■ Dataset extract:

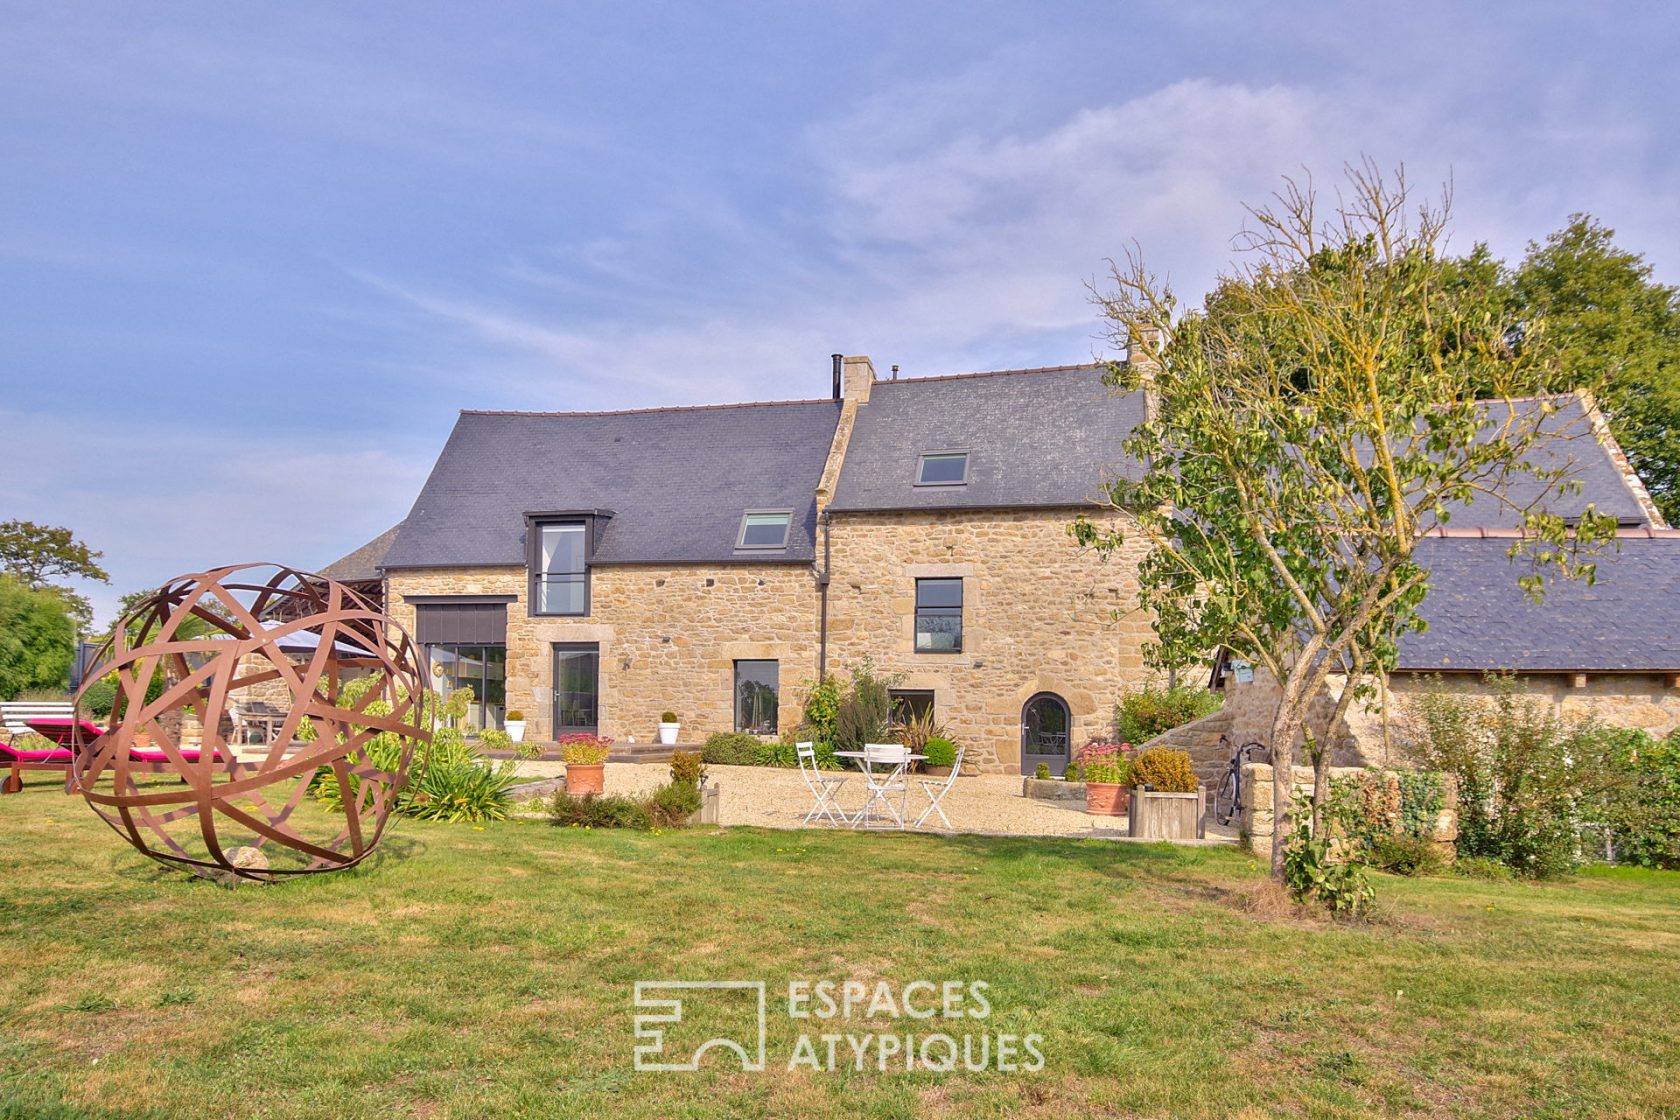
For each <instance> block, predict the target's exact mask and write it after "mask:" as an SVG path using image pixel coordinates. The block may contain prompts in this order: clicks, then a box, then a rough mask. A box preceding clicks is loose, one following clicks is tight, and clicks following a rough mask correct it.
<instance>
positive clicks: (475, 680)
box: [427, 643, 507, 730]
mask: <svg viewBox="0 0 1680 1120" xmlns="http://www.w3.org/2000/svg"><path fill="white" fill-rule="evenodd" d="M427 648H428V650H430V653H432V687H433V688H437V693H438V700H445V702H447V700H449V697H450V693H452V692H455V690H459V688H472V704H469V705H467V719H465V724H467V727H469V729H472V730H484V729H486V727H501V725H502V719H504V714H506V710H507V646H504V645H454V643H449V645H432V646H427Z"/></svg>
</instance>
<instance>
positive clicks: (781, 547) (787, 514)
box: [736, 509, 793, 552]
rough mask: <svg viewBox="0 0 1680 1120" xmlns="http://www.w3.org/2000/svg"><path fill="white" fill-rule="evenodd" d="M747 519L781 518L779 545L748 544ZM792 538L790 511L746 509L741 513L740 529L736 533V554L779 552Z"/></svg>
mask: <svg viewBox="0 0 1680 1120" xmlns="http://www.w3.org/2000/svg"><path fill="white" fill-rule="evenodd" d="M749 517H781V519H783V522H781V544H748V542H746V527H748V519H749ZM791 537H793V510H791V509H748V510H743V512H741V527H739V529H738V531H736V552H781V551H785V549H786V547H788V541H790V539H791Z"/></svg>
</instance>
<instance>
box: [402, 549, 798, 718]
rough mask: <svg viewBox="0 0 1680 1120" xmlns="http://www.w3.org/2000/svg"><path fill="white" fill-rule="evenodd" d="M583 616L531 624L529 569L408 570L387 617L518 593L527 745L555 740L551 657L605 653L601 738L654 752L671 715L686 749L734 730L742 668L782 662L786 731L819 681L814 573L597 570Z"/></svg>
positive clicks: (763, 565)
mask: <svg viewBox="0 0 1680 1120" xmlns="http://www.w3.org/2000/svg"><path fill="white" fill-rule="evenodd" d="M590 593H591V610H590V615H588V616H585V618H553V616H541V615H538V616H534V615H531V610H529V596H528V576H526V569H524V568H444V569H403V571H393V573H390V576H388V579H386V604H388V608H386V610H388V611H390V613H391V616H393V618H395V620H396V621H398V623H402V625H403V626H407V628H408V630H410V633H413V628H415V608H413V604H410V603H407V599H405V596H438V594H450V596H455V594H511V596H516V599H514V601H512V603H509V604H507V707H509V709H517V710H521V712H524V715H526V737H528V739H533V741H546V739H553V692H551V690H553V648H554V643H558V641H593V643H598V645H600V734H603V735H610V737H613V739H620V741H623V739H628V737H632V735H633V737H635V739H637V742H652V741H654V737H655V724H659V715H660V712H664V710H665V709H670V710H674V712H677V715H680V719H682V739H684V742H699V741H702V739H704V737H706V735H707V734H711V732H716V730H731V729H732V727H734V700H732V697H734V662H736V660H738V658H743V660H748V658H768V660H776V662H780V677H781V725H783V727H788V725H790V724H788V720H790V719H793V720H796V719H798V714H800V712H801V709H803V688H801V682H806V680H813V678H815V677H816V603H818V599H816V586H815V576H813V573H811V568H810V566H808V564H729V566H670V568H665V566H642V564H633V566H613V568H608V566H600V568H595V569H593V571H591V588H590Z"/></svg>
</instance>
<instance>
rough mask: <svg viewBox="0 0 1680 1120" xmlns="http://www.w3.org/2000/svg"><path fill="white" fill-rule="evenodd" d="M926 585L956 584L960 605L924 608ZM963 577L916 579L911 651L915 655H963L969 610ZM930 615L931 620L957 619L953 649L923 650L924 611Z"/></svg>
mask: <svg viewBox="0 0 1680 1120" xmlns="http://www.w3.org/2000/svg"><path fill="white" fill-rule="evenodd" d="M924 583H954V584H956V586H958V604H956V606H926V608H924V606H922V584H924ZM964 583H966V581H964V578H963V576H917V578H916V598H914V610H912V613H911V615H912V630H911V650H912V652H914V653H937V655H948V653H961V652H963V628H964V626H963V611H964V610H966V608H968V588H966V586H964ZM924 610H926V611H927V613H929V618H956V645H954V646H951V648H948V650H946V648H922V643H921V636H922V611H924ZM929 633H932V631H929Z"/></svg>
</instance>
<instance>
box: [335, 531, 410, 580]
mask: <svg viewBox="0 0 1680 1120" xmlns="http://www.w3.org/2000/svg"><path fill="white" fill-rule="evenodd" d="M398 529H402V526H400V524H396V526H391V527H390V529H386V531H385V532H381V534H380V536H376V537H373V539H371V541H368V542H366V544H363V546H361V547H360V549H356V551H354V552H349V554H348V556H339V557H338V559H336V561H333V563H331V564H328V566H326V568H323V569H321V571H319V573H318V574H321V576H326V578H328V579H338V581H339V583H365V581H370V579H378V578H380V566H381V564H383V563H385V554H386V552H390V551H391V542H393V541H396V531H398Z"/></svg>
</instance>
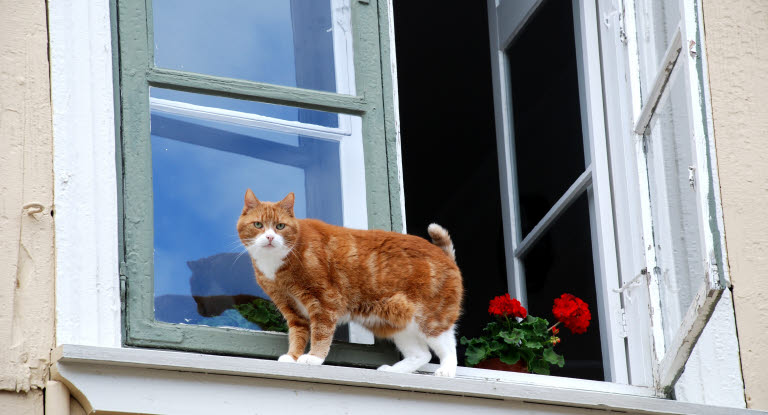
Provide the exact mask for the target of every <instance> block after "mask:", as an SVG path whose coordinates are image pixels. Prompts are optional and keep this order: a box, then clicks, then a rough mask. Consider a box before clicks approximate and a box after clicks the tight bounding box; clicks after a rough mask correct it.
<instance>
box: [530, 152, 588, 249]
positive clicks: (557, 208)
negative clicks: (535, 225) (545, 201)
mask: <svg viewBox="0 0 768 415" xmlns="http://www.w3.org/2000/svg"><path fill="white" fill-rule="evenodd" d="M591 184H592V165H589V166H587V169H586V170H585V171H584V173H581V175H580V176H579V177H578V178H577V179H576V181H574V182H573V184H572V185H571V187H569V188H568V190H566V191H565V193H564V194H563V195H562V196H560V199H558V200H557V202H555V204H554V205H553V206H552V208H551V209H549V212H547V214H546V215H544V217H543V218H541V220H540V221H539V223H537V224H536V226H534V227H533V229H531V231H530V232H529V233H528V235H526V237H525V239H523V240H522V241H521V242H520V244H518V246H517V249H515V257H517V258H522V257H523V256H524V255H525V254H526V253H527V252H528V251H529V250H530V249H531V248H532V247H533V245H534V244H535V243H536V241H538V240H539V239H540V238H541V237H542V236H544V233H546V231H547V229H549V228H550V226H552V225H553V224H554V223H555V220H557V218H558V217H560V215H561V214H562V213H563V212H565V210H566V209H568V206H570V205H571V204H572V203H573V202H575V201H576V199H578V197H579V196H581V195H582V193H584V190H585V189H586V188H587V187H589V186H590V185H591Z"/></svg>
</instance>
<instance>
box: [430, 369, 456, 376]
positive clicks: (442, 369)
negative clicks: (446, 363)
mask: <svg viewBox="0 0 768 415" xmlns="http://www.w3.org/2000/svg"><path fill="white" fill-rule="evenodd" d="M435 376H440V377H444V378H453V377H456V366H440V367H439V368H437V370H435Z"/></svg>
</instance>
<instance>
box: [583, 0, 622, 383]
mask: <svg viewBox="0 0 768 415" xmlns="http://www.w3.org/2000/svg"><path fill="white" fill-rule="evenodd" d="M573 11H574V36H575V41H576V55H577V57H576V63H577V72H578V78H579V91H580V93H579V100H580V108H581V120H582V136H583V137H584V148H585V152H584V153H585V159H586V160H585V164H588V165H590V167H591V169H592V186H591V188H590V189H588V191H587V195H588V198H589V212H590V230H591V240H592V252H593V262H594V270H595V292H596V294H597V310H598V316H599V321H598V323H599V325H600V333H601V337H600V340H601V349H602V351H603V370H604V373H605V380H607V381H610V382H619V383H627V382H628V381H629V375H628V368H627V361H626V359H627V350H626V347H625V344H624V335H623V334H622V333H624V331H625V330H624V328H623V323H622V320H623V319H621V318H619V317H618V316H620V314H619V313H620V311H621V308H622V307H621V303H620V299H619V296H618V295H616V294H615V292H614V290H616V289H618V287H619V278H618V274H619V272H618V264H617V258H616V241H615V233H614V218H613V204H612V196H611V184H610V171H609V168H608V148H607V145H608V143H607V141H606V140H607V139H606V126H605V122H604V121H605V118H604V116H605V114H604V103H603V82H602V73H601V68H600V40H599V38H598V37H599V33H598V25H599V21H598V19H597V4H596V2H593V1H580V0H573ZM590 163H591V164H590Z"/></svg>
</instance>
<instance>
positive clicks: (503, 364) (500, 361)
mask: <svg viewBox="0 0 768 415" xmlns="http://www.w3.org/2000/svg"><path fill="white" fill-rule="evenodd" d="M488 313H489V314H490V315H491V316H493V317H494V321H491V322H490V323H488V324H487V325H486V326H485V328H484V329H483V331H484V332H485V335H483V336H481V337H477V338H473V339H467V338H466V337H462V338H461V344H463V345H466V346H467V350H466V354H465V363H466V364H467V366H473V367H479V368H484V369H496V370H507V371H515V372H530V373H539V374H544V375H548V374H549V368H550V366H551V365H558V366H559V367H563V365H564V364H565V359H564V358H563V356H562V355H560V354H558V353H557V352H555V346H557V345H558V344H559V343H560V337H558V333H559V332H560V330H559V329H558V328H557V327H558V326H559V325H560V324H562V325H564V326H565V327H566V328H567V329H569V330H570V331H571V332H572V333H574V334H581V333H584V332H586V331H587V327H589V321H590V319H591V318H592V315H591V314H590V312H589V307H588V306H587V304H586V303H585V302H584V301H582V300H581V299H580V298H578V297H576V296H574V295H571V294H563V295H561V296H560V297H559V298H556V299H555V301H554V305H553V306H552V314H553V315H554V317H555V319H556V320H557V323H555V324H554V325H552V326H550V325H549V321H547V320H546V319H543V318H541V317H534V316H531V315H528V312H527V310H526V309H525V308H524V307H523V306H522V305H521V304H520V301H518V300H517V299H515V298H510V296H509V294H506V295H503V296H499V297H496V298H494V299H493V300H491V302H490V305H489V307H488Z"/></svg>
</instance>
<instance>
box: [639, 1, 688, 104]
mask: <svg viewBox="0 0 768 415" xmlns="http://www.w3.org/2000/svg"><path fill="white" fill-rule="evenodd" d="M635 9H636V17H637V44H638V52H639V53H640V74H641V75H640V92H641V95H642V97H643V100H645V96H646V95H647V93H649V92H650V89H651V87H652V86H653V80H654V79H655V78H656V75H657V74H658V73H659V69H660V68H659V66H660V65H661V63H662V61H663V60H664V54H665V53H666V51H667V48H668V47H669V45H670V43H671V42H672V39H673V38H674V36H675V32H676V31H677V28H678V26H679V25H680V3H679V1H677V0H674V1H661V0H637V2H636V3H635Z"/></svg>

■ Activity: The first line of the entries, the line containing "positive clicks: (475, 680)", and every line between them are to be output exactly; pictures are not.

■ Task result:
For each <instance> block, predict the target's exact mask and write it after "mask:" as an SVG path using image pixel coordinates. The block may contain prompts in this order: clicks, then a box, then a rough mask. A box preceding clicks is loose, one following clicks is tight, and clicks following a rough mask correct it.
<instance>
positive clicks: (475, 680)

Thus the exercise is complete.